◆ **Aim of the task**
Please say how many lines in the records below contain the word "hillside", giving only the number.

Dataset rows showing where objects appear
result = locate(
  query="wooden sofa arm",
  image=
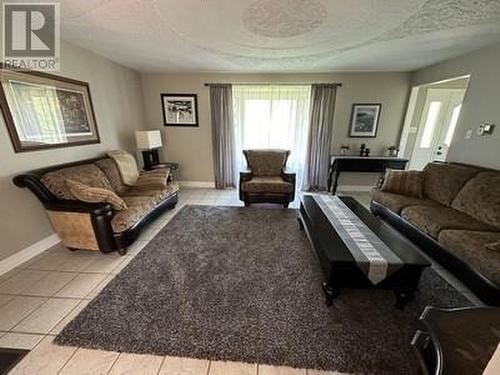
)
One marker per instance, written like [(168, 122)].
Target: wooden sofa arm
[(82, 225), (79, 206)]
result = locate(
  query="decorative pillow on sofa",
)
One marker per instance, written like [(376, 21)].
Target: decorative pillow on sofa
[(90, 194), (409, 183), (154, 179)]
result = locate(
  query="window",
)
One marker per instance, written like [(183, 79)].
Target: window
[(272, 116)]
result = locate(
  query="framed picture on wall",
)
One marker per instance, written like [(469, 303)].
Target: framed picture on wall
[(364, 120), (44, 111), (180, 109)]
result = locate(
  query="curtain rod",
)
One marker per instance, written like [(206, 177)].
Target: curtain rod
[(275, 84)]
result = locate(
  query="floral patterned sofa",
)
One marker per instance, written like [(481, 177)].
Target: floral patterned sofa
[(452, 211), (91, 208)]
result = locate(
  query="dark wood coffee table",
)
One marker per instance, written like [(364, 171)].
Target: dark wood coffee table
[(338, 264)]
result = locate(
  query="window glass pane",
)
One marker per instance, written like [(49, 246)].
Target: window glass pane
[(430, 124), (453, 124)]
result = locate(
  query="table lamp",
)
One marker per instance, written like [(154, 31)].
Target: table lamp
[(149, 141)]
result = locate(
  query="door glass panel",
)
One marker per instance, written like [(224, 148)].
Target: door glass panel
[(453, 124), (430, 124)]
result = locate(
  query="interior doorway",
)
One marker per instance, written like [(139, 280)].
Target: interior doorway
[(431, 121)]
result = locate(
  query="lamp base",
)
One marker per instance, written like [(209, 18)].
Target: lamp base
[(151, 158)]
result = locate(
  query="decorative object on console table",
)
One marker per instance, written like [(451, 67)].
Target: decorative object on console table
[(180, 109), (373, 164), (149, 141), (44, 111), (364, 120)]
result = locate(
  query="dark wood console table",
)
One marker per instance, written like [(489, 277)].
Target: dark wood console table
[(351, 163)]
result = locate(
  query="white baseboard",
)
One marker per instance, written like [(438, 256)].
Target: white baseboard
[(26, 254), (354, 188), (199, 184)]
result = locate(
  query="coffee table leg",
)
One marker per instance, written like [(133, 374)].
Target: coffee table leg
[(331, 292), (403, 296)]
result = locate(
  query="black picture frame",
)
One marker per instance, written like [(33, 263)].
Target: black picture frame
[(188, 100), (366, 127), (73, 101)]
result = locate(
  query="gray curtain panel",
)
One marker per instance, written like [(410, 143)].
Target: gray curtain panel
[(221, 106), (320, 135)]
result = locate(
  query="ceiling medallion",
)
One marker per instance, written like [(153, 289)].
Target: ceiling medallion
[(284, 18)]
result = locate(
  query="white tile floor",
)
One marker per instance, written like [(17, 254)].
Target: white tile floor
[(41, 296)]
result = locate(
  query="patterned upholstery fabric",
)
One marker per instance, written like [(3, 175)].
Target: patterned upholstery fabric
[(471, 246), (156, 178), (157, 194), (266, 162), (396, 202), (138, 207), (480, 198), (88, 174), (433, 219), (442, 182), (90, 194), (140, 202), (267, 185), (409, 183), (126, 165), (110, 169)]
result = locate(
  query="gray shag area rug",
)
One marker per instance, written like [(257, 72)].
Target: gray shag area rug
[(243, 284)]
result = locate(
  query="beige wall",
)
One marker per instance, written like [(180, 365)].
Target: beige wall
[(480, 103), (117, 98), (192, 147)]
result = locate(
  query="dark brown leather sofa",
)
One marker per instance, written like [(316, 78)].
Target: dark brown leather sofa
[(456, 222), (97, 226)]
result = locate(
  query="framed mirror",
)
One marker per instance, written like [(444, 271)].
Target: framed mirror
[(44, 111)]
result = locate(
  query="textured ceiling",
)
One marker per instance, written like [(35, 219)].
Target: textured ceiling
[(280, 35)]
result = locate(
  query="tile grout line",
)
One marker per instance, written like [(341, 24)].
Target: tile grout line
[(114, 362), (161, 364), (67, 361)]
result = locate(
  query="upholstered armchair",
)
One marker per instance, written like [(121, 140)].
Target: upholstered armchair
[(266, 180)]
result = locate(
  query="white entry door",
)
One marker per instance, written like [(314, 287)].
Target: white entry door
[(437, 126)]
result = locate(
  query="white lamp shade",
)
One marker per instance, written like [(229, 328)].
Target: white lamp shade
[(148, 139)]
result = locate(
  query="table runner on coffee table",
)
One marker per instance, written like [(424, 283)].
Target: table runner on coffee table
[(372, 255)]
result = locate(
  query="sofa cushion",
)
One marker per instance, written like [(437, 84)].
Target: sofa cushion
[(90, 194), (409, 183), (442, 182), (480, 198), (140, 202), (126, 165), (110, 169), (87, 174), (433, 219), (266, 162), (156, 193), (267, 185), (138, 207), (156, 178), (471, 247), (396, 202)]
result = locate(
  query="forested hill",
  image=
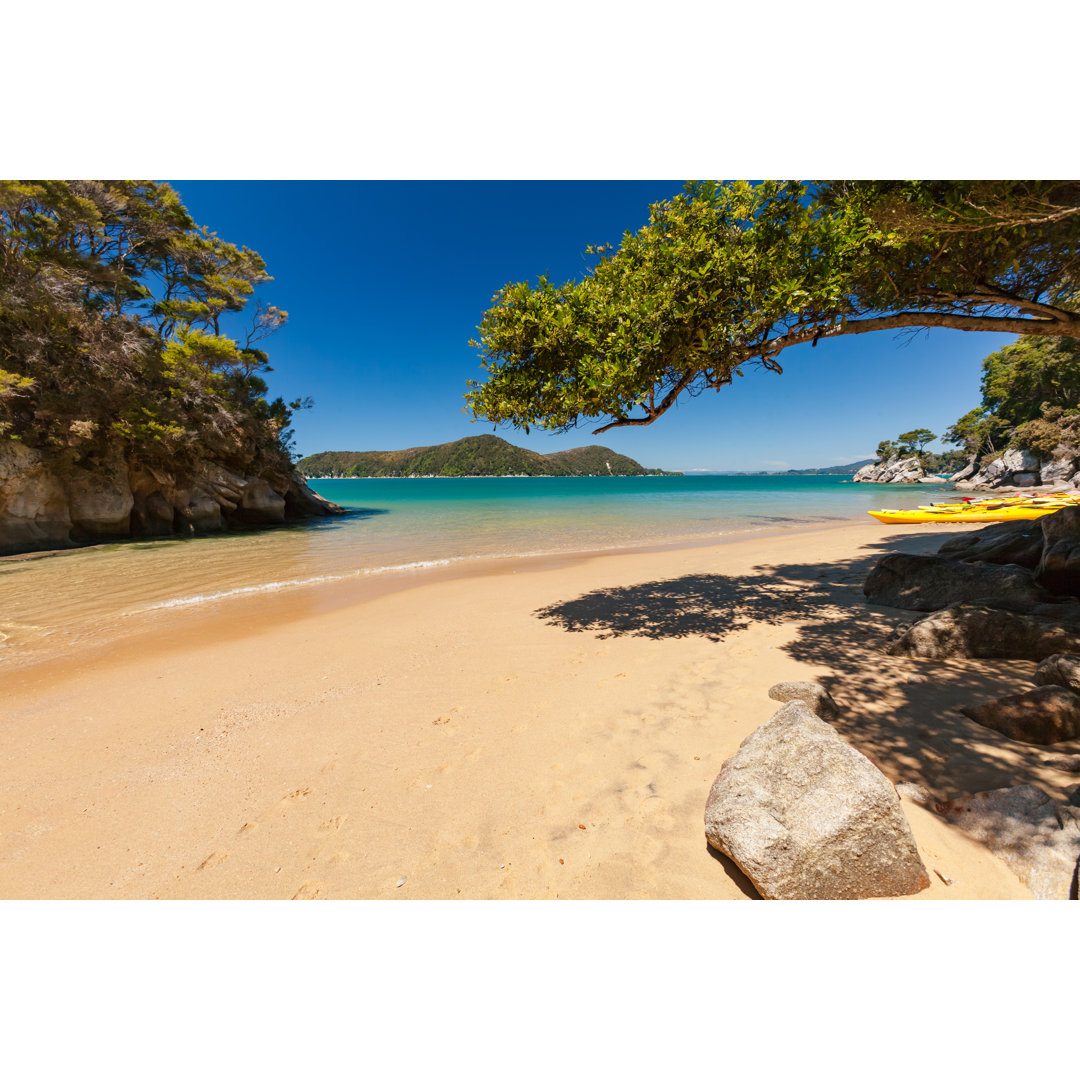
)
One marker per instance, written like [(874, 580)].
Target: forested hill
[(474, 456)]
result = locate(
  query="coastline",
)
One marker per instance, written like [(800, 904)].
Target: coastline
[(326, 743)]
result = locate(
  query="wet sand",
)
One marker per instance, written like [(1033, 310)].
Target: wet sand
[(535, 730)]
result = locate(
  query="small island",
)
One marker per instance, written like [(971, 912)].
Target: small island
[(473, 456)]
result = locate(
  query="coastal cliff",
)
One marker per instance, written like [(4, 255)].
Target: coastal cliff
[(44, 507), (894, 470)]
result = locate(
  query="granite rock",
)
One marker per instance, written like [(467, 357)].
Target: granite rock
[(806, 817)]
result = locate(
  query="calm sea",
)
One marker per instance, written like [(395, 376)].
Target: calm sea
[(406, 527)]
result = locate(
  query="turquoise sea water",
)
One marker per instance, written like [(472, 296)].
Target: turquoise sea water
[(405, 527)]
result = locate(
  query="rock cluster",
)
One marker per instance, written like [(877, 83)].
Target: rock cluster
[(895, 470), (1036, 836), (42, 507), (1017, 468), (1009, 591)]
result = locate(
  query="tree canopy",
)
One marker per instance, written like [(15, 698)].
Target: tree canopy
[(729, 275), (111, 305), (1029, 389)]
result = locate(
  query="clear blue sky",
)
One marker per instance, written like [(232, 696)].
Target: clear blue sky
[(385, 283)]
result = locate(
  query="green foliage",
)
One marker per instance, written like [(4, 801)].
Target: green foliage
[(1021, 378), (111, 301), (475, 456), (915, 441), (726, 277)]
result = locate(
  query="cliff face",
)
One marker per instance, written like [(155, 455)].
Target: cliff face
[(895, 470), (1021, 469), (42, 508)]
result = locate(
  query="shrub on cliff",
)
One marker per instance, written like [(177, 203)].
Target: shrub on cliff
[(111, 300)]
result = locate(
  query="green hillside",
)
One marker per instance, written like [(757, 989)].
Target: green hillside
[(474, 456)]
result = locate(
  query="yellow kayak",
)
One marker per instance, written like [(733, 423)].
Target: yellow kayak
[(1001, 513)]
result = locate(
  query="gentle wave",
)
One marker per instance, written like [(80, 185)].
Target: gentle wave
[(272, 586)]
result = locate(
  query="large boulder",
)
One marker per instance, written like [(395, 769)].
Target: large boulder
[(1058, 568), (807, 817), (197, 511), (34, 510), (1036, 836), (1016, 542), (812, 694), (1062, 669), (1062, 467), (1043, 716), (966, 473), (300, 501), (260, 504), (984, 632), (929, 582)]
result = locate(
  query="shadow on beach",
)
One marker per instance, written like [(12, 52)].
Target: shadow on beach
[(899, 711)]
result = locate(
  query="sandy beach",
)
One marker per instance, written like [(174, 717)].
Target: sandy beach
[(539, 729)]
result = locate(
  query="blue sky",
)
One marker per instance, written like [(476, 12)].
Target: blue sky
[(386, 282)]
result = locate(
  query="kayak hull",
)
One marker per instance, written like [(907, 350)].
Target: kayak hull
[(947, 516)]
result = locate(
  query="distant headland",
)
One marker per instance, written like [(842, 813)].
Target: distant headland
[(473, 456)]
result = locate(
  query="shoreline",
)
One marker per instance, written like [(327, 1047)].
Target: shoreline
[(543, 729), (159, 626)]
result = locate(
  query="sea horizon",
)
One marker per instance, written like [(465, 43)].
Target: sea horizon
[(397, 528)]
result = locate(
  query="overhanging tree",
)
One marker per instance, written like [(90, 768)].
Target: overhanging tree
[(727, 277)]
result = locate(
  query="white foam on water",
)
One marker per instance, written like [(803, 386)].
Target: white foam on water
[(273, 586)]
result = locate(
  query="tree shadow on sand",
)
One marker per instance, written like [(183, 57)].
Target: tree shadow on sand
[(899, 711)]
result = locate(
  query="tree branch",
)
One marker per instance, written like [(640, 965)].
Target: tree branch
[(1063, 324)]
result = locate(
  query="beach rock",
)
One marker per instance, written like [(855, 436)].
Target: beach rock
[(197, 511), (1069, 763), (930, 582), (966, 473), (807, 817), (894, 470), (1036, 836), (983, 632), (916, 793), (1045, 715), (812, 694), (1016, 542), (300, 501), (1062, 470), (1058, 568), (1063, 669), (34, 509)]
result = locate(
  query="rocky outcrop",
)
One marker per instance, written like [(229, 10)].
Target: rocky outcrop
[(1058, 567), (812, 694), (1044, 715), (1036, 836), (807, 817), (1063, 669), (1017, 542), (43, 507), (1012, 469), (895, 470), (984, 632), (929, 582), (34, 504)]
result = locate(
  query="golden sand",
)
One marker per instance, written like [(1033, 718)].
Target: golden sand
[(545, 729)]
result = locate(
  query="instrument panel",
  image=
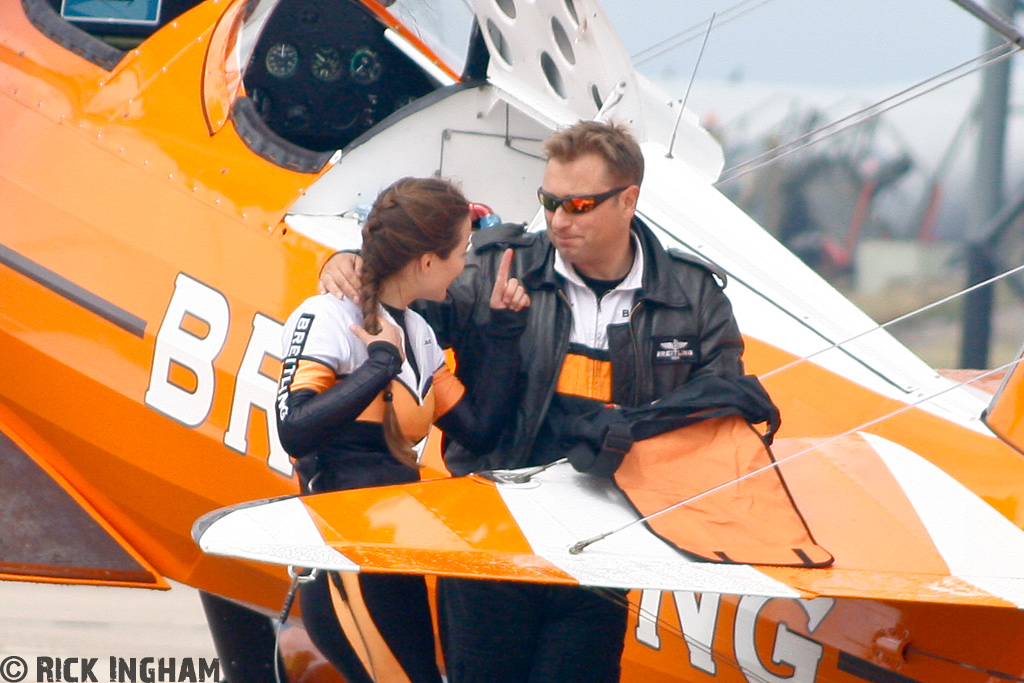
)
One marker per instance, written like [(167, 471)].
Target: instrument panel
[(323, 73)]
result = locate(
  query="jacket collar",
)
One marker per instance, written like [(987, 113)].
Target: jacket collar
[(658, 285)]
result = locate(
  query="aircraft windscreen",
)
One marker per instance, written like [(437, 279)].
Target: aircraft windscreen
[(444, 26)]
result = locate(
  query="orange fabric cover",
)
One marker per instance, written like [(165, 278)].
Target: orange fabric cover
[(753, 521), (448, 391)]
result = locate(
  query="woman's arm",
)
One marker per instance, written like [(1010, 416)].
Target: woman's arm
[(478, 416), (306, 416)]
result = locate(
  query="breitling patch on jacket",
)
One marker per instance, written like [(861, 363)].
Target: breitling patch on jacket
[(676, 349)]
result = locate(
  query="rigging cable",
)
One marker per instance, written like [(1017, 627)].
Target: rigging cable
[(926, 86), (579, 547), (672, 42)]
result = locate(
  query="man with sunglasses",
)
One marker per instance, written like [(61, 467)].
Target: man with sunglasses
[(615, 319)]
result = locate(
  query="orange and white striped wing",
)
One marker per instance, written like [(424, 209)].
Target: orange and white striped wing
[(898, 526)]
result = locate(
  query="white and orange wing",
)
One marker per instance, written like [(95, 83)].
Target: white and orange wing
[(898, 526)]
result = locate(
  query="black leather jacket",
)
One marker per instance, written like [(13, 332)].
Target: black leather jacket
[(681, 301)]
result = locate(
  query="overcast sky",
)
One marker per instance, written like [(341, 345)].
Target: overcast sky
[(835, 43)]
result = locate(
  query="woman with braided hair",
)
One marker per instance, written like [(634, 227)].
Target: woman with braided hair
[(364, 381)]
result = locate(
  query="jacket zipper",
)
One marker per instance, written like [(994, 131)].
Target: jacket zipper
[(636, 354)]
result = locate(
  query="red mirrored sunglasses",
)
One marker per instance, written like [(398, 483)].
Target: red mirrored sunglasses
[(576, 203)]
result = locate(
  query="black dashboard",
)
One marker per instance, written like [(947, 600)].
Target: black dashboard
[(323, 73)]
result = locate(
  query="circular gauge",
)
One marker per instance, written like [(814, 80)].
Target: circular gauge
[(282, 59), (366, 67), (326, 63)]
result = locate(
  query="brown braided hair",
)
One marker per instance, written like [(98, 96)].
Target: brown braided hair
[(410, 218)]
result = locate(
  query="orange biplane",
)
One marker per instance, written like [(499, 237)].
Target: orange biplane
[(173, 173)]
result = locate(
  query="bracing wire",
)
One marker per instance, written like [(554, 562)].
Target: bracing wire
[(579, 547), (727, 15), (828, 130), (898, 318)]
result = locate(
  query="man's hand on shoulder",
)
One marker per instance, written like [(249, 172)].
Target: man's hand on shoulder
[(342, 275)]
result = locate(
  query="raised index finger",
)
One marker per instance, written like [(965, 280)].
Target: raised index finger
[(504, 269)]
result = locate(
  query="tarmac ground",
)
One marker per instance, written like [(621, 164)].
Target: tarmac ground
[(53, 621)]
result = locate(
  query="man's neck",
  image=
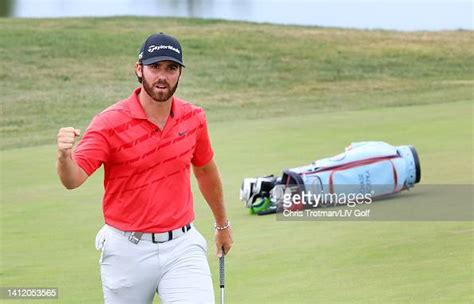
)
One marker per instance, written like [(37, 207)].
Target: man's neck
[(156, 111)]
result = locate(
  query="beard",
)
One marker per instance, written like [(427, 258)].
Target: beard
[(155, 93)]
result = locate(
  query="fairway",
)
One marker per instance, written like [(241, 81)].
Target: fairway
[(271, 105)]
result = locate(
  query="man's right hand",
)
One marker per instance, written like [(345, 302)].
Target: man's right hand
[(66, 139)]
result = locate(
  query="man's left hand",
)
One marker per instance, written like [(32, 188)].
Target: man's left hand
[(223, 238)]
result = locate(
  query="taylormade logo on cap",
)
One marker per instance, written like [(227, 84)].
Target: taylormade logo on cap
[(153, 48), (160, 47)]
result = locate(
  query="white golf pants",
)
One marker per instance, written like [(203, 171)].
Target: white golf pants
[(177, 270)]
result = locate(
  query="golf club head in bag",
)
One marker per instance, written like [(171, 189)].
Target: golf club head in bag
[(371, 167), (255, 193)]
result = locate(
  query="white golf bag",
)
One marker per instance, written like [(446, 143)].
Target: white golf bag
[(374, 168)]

◆ **Answer to this task**
2